- [WHAT THE TASK REQUIRES]: Pick out each line of the rows below that contains the string "floodlight", matching case exactly, and copy those lines.

- [INPUT RECORDS]:

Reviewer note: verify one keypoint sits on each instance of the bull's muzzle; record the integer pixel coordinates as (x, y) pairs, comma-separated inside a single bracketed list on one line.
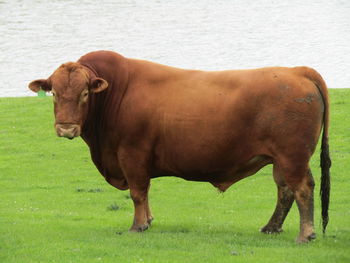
[(68, 130)]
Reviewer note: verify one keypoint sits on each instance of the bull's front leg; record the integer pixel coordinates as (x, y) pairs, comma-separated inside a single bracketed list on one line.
[(134, 166), (142, 213)]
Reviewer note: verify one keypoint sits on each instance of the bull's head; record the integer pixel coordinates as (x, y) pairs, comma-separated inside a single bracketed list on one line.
[(71, 85)]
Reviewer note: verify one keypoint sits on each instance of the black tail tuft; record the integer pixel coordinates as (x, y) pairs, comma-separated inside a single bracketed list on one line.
[(325, 182)]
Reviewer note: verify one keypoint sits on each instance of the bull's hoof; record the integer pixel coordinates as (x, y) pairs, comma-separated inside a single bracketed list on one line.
[(305, 239), (149, 220), (139, 228), (271, 229)]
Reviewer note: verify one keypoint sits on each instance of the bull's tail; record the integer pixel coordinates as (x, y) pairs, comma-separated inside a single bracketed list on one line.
[(325, 160)]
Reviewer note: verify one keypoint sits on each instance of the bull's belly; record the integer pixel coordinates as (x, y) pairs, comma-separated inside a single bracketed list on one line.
[(221, 175)]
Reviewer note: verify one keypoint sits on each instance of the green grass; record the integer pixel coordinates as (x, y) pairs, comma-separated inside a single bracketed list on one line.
[(55, 207)]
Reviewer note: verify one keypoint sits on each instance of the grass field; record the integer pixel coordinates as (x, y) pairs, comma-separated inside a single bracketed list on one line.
[(55, 207)]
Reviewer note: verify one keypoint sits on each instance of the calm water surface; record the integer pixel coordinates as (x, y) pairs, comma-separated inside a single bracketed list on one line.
[(37, 36)]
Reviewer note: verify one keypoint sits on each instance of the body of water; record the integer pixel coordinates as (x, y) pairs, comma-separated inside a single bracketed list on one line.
[(37, 36)]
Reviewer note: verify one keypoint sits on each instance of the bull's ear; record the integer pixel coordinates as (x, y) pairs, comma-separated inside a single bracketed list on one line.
[(98, 85), (39, 84)]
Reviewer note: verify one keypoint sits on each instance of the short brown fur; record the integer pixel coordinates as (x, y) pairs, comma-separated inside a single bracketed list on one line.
[(143, 120)]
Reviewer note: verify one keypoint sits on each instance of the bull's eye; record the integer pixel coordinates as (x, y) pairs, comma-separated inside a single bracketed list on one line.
[(53, 95), (84, 95)]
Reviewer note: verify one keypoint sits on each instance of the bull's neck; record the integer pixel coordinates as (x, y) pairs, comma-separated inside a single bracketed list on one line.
[(104, 106)]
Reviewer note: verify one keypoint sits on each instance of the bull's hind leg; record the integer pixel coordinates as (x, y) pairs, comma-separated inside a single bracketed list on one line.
[(285, 198), (298, 178), (305, 201)]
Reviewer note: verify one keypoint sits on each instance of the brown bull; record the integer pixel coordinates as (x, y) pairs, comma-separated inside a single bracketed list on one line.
[(143, 120)]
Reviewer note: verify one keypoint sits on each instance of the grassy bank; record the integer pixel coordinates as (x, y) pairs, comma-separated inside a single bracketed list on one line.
[(55, 207)]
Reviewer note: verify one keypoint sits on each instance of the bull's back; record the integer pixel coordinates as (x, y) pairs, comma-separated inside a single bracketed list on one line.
[(214, 122)]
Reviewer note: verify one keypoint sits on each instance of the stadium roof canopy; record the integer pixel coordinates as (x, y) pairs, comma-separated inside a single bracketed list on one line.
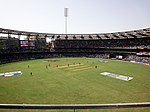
[(116, 35)]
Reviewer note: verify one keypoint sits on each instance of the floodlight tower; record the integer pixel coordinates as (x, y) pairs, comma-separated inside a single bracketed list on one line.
[(66, 15)]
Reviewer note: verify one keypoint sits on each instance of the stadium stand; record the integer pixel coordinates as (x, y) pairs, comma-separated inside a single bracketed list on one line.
[(127, 45)]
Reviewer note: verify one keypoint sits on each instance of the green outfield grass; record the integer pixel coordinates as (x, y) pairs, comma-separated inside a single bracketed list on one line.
[(75, 81)]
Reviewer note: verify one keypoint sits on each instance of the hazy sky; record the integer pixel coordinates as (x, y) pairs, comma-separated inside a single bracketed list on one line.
[(85, 16)]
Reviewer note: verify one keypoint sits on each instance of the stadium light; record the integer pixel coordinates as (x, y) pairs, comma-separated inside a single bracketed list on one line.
[(66, 15)]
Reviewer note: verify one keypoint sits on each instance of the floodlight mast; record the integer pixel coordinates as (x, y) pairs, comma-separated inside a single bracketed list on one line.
[(66, 15)]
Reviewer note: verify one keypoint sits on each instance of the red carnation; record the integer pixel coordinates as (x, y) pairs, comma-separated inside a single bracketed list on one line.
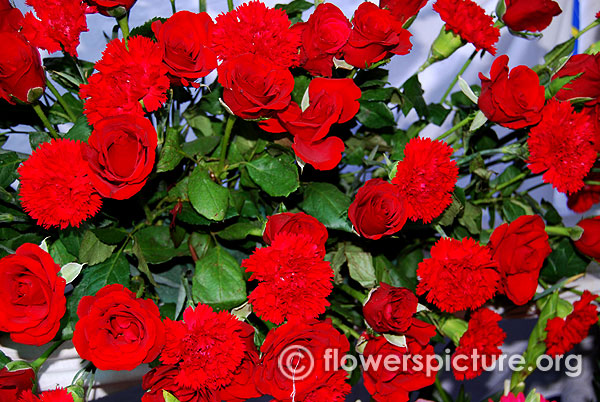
[(564, 333), (589, 242), (255, 28), (127, 74), (207, 346), (294, 279), (403, 10), (59, 25), (530, 15), (296, 223), (323, 37), (520, 249), (512, 100), (185, 40), (254, 87), (562, 145), (412, 372), (305, 357), (377, 210), (426, 178), (587, 85), (57, 395), (376, 35), (459, 275), (55, 188), (466, 19), (479, 347)]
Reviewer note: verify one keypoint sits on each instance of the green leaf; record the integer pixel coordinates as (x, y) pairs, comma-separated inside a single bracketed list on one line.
[(170, 153), (564, 261), (207, 197), (219, 280), (360, 265), (375, 115), (157, 246), (277, 176), (328, 204), (92, 251)]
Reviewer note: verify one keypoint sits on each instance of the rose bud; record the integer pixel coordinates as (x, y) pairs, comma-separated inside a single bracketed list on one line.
[(297, 223), (512, 100), (120, 154), (22, 74), (520, 249), (185, 40), (530, 15), (390, 309), (377, 210), (12, 383), (589, 242)]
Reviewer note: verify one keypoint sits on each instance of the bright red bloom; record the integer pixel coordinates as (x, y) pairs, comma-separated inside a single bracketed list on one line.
[(296, 223), (564, 333), (394, 382), (294, 279), (467, 19), (56, 395), (562, 145), (55, 188), (479, 347), (323, 37), (528, 15), (207, 346), (426, 178), (59, 25), (126, 75), (255, 28), (459, 275), (376, 35)]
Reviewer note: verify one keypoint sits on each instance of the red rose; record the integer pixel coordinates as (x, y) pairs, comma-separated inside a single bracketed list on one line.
[(120, 154), (513, 101), (520, 249), (116, 330), (243, 386), (390, 309), (21, 73), (12, 383), (376, 35), (410, 373), (530, 15), (587, 85), (185, 40), (403, 10), (297, 223), (254, 87), (377, 210), (107, 7), (323, 37), (32, 295), (589, 242), (10, 17), (304, 356)]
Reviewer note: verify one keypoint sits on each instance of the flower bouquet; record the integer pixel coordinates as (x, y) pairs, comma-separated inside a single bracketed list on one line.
[(246, 205)]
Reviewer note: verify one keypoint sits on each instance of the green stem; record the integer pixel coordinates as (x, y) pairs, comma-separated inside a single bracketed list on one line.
[(61, 100), (37, 363), (462, 70), (460, 124), (225, 142), (124, 25), (361, 297), (38, 110)]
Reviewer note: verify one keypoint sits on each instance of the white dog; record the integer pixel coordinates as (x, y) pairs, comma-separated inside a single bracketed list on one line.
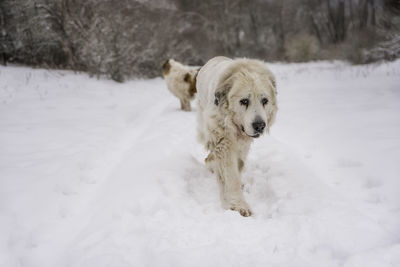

- [RESULT OF THIS EXERCISE]:
Reviewer note: verify one keypoint sits on each instance of the floodlight tower; record the integer pixel coordinates as (x, y) pairs, comma-separated inside a single bracketed list on one line.
Reviewer note: verify one keypoint sits on each instance of the floodlight mast; record the integer pixel coordinates as (x, y) pairs, comma-separated inside a single bracketed list on one line.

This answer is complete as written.